**INSTRUCTIONS TO FOLLOW**
Reproduce the data in its entirety, exactly as written.

**GIVEN RECORDS**

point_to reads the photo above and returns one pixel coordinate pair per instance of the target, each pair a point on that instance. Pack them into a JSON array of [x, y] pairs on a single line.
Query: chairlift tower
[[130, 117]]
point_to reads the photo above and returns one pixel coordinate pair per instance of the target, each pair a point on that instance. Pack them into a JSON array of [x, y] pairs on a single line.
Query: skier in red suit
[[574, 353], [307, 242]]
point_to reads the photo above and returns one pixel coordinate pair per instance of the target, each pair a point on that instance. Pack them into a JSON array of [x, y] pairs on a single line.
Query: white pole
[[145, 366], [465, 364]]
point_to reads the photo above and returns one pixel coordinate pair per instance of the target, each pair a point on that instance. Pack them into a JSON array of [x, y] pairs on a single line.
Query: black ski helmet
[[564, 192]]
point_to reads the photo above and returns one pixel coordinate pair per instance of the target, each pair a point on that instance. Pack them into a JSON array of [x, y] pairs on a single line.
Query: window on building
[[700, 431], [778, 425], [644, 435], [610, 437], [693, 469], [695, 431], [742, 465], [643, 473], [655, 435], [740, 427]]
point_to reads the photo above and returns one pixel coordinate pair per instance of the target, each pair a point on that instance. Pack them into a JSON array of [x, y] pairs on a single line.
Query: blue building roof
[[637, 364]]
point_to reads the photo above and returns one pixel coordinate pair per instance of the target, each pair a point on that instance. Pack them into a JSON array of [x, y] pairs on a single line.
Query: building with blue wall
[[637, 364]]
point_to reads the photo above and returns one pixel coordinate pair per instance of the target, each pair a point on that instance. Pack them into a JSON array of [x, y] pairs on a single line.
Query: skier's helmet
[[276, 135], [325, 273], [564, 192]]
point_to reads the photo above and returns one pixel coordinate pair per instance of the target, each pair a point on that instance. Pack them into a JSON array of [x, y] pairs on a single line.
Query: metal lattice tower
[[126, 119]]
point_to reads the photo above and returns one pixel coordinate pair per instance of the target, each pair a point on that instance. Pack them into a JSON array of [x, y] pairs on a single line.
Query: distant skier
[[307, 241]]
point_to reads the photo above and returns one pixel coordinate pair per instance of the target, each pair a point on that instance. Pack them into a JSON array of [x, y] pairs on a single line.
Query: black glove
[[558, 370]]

**OUTPUT OF THE EXERCISE**
point_to reads the photo above and returns one pixel coordinate pair per instance of the target, each pair a point on that instance. Pack them into a JSON array of [x, y] pairs on a single line.
Query: chairlift tower
[[130, 117]]
point_to reads the photo above and returns one pixel coordinate pair per instance of the target, each pair a point on that instance. Pack them into a JSON array of [x, y] pairs on a single line.
Query: skier in red suit
[[574, 353], [307, 242]]
point_to reads the photo above and returns one pixel coordinate pair per instance of the target, each pair a point on that instance. Pack them into a JSON array of [x, y] pairs on a single line.
Query: white pole
[[145, 366], [465, 364]]
point_to reads the photo above and returns one pixel coordinate pair per instance of the target, each pair a point on that instance. Pack them into a JSON array of [x, y] pairs on a single line.
Query: black ski helmet
[[564, 192]]
point_to reads the photo above and returns one pixel coordinate pair per instance of the target, each pair a point on that instance. Pack them into a JSON array of [x, y] pairs on a single line.
Query: window on building
[[700, 431], [778, 425], [644, 435], [610, 437], [693, 469], [695, 431], [742, 465], [643, 473], [655, 435], [740, 427]]
point_to reads the photo above and returns one pixel coordinate pair per instance of the target, each pair a point on that instance. Pack them into a JSON array of [x, y] pairs on a single line.
Query: blue building roof
[[637, 364]]
point_to reads the photo above and returns one pixel coordinate pair per instance of the target, each pair a point on that instance. Pack them into a JSON array of [x, y] pairs on a single line.
Query: building with blue wall
[[637, 364]]
point_to reads the photo above and returns one pixel coordinate pair per instance of the target, each pair a point on that instance. Pack them into a JSON array of [x, y] pairs on a single line.
Query: skier's helmet
[[276, 135], [325, 273], [564, 192]]
point_to reads the photo above and returns one pixel coordinate pair per instance of the target, each pair a point on that instance. Pack them into a JSON array of [x, y] pairs on a single line.
Query: metal lattice tower
[[126, 119]]
point_to reads the photo above and returns one pixel coordinate pair per instance of the target, each pair a point on that instance. Pack them into a JSON array of [x, y] pairs on a single line.
Query: distant skier
[[307, 241]]
point_to reads the photo above and returns one pixel coordinate pair per instance of the target, each pair a point on that instance. Pack them into a JSON array of [x, y] pairs on a single line.
Query: black glove
[[558, 370]]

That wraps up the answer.